Copy all of the items below line for line, changing nothing.

Entries from a point annotation set:
------------------------------
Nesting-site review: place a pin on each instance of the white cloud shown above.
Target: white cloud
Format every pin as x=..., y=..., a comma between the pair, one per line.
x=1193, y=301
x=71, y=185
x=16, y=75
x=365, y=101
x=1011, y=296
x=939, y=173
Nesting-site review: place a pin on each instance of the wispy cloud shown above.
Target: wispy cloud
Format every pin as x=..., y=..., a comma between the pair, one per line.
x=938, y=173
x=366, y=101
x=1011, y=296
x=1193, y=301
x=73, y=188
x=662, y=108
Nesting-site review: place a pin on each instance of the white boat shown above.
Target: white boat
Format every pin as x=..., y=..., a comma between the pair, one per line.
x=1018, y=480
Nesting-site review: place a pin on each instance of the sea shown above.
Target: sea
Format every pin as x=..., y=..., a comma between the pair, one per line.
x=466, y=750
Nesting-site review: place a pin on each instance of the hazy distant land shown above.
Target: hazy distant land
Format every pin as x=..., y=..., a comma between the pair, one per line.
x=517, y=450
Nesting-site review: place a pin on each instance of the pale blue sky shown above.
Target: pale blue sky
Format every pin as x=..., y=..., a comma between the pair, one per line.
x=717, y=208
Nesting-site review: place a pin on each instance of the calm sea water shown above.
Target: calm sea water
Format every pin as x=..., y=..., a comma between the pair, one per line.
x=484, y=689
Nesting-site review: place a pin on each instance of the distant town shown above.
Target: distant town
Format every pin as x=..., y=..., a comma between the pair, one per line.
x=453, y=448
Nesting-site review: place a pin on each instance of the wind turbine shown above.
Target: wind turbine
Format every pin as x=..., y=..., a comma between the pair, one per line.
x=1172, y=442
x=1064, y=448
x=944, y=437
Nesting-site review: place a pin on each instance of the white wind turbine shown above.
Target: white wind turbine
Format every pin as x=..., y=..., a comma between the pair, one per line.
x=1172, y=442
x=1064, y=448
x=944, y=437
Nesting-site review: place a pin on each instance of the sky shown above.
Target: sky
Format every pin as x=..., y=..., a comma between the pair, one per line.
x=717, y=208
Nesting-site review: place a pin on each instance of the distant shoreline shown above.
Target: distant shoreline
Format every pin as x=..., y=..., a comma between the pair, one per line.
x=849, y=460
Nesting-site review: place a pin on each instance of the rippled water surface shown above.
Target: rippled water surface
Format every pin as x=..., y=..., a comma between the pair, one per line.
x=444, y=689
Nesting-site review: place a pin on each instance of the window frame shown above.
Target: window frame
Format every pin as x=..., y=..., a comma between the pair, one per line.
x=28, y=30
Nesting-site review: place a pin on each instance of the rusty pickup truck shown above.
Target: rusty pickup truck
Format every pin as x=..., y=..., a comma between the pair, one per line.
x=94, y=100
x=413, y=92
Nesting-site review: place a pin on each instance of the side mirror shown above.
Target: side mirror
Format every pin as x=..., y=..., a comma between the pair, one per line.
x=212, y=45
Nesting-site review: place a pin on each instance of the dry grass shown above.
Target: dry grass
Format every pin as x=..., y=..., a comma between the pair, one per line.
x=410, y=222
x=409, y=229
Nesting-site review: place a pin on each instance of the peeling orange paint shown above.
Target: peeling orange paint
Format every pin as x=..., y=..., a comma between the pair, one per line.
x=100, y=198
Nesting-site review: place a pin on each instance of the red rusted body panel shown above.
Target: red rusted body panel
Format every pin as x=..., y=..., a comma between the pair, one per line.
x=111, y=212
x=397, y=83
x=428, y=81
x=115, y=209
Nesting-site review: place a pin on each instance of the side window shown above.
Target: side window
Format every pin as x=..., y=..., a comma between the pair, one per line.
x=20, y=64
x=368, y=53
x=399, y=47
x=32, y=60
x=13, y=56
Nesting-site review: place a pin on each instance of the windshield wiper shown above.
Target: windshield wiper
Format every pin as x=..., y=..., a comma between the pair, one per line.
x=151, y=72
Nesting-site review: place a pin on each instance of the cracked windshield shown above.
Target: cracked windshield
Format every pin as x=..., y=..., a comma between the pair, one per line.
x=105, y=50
------------------------------
**SOLUTION FOR THIS PROBLEM**
Nesting-site review: place a pin on each instance of the white cloud shown above.
Target: white cloud
Format every pin as x=..., y=..., a comma between the pair, one per line.
x=1193, y=301
x=71, y=185
x=16, y=75
x=365, y=101
x=1011, y=296
x=939, y=173
Nesting-site review: place a pin on each instance of the wispy cloud shown above.
Target: wispy cloud
Format every pin as x=..., y=..., a comma between the pair, one per line.
x=938, y=173
x=366, y=101
x=1011, y=296
x=1193, y=301
x=73, y=188
x=662, y=108
Nesting-site review: place a pin on each instance of the white boat shown above.
Target: white boat
Format every pin as x=..., y=..., a comma between the pair, one per line.
x=1018, y=480
Nesting-site review: place a pin on each instance of the sea shown above.
Target: sea
Format every pin as x=..., y=..., a comma between the pair, one per line.
x=466, y=750
Nesting-site review: place a pin on each instance of the hazy distant land shown above.
Target: hazy distant land
Format every pin as x=..., y=..., a comma between the pair, one per line.
x=517, y=450
Nesting-site review: place a pin on each instance of the pale blue sky shown above.
Target: pale blue sky
Format every pin as x=..., y=..., a comma between the pair, one per line.
x=717, y=208
Nesting-site review: place a pin on each instance of the calm sea water shown above.
Target: calm sea water
Format every pin as x=..., y=..., a comma between the pair, one per line.
x=484, y=689
Nesting-site review: place a pin on each instance of the distant town shown above.
Target: distant town
Format every pin as x=..., y=..., a comma between the pair, one per line.
x=453, y=448
Nesting-site review: place a pin on each instance of the wind turbine shown above.
Target: wind turbine
Format every pin as x=..., y=..., a comma between the pair, one per line.
x=1172, y=442
x=1064, y=448
x=944, y=437
Nesting-site review: place a pin on each instance of the white wind turbine shown above.
Target: white wind turbine
Format every pin as x=..., y=..., a comma between the pair, one per line.
x=1172, y=442
x=1064, y=448
x=944, y=437
Nesting-site review: place a pin on each instance of the sky shown above.
Target: sky
Format every pin as x=..., y=..., a comma between the pair, one per line.
x=717, y=208
Nesting-site review: place a pin on each instance of the distant shoreline shown above.
Target: distant shoreline
Format every pin as x=..., y=..., a comma between the pair, one per line.
x=849, y=460
Nesting-site review: place a pin on each instance of the rippled water surface shown above.
Target: rippled water surface
Format every pin as x=..., y=..., a comma between the pair, one per line.
x=444, y=689
Nesting-site review: place a pin on each instance of the window frame shown above.
Target: window frame
Format every pin as x=..., y=..., a comma between the pair, one per line.
x=28, y=30
Nesting-site review: place a pin on each instance of the rusty pickup truck shown above.
Target: rusty pickup truck
Format every pin as x=..., y=..., a comma between the pair, one per line.
x=94, y=100
x=413, y=92
Nesting-site review: place a pin on each instance of the side mirror shown above.
Target: side mirror
Format every pin as x=..., y=..., a comma between the pair, one per line.
x=212, y=45
Nesting-site review: place a pin on each instance of the dry grass shown above.
Target: dry grass
Format every pin as x=..., y=..., a comma between the pair, one per line.
x=410, y=222
x=409, y=229
Nesting-site review: place a pin on each instance of the peeling orange paint shown above.
Target: peeling orange paint
Format every pin as x=..., y=..., a comma between the pair, one per line.
x=100, y=198
Nesting-site review: place a pin on each instance of the red rusted body panel shown above.
Target: red rusted body panel
Format every pin as x=..., y=..., a comma between the pair, one per line.
x=111, y=212
x=397, y=83
x=428, y=81
x=115, y=209
Nesting-site review: place a pin on each instance of the side window shown above.
Target: side window
Format every pin as x=..., y=..., a comma between the pair, one per line.
x=20, y=64
x=368, y=53
x=399, y=47
x=32, y=60
x=13, y=56
Nesting-site review: place a pin on each instance of the windshield wiper shown above.
Target: windshield wiper
Format every pin as x=..., y=..., a comma between the pair, one per line.
x=151, y=72
Nesting-site review: place a pin on each instance of the cracked windshield shown above.
Target: cracked windshield
Format every pin as x=..., y=..., a comma between the pair, one per line.
x=105, y=50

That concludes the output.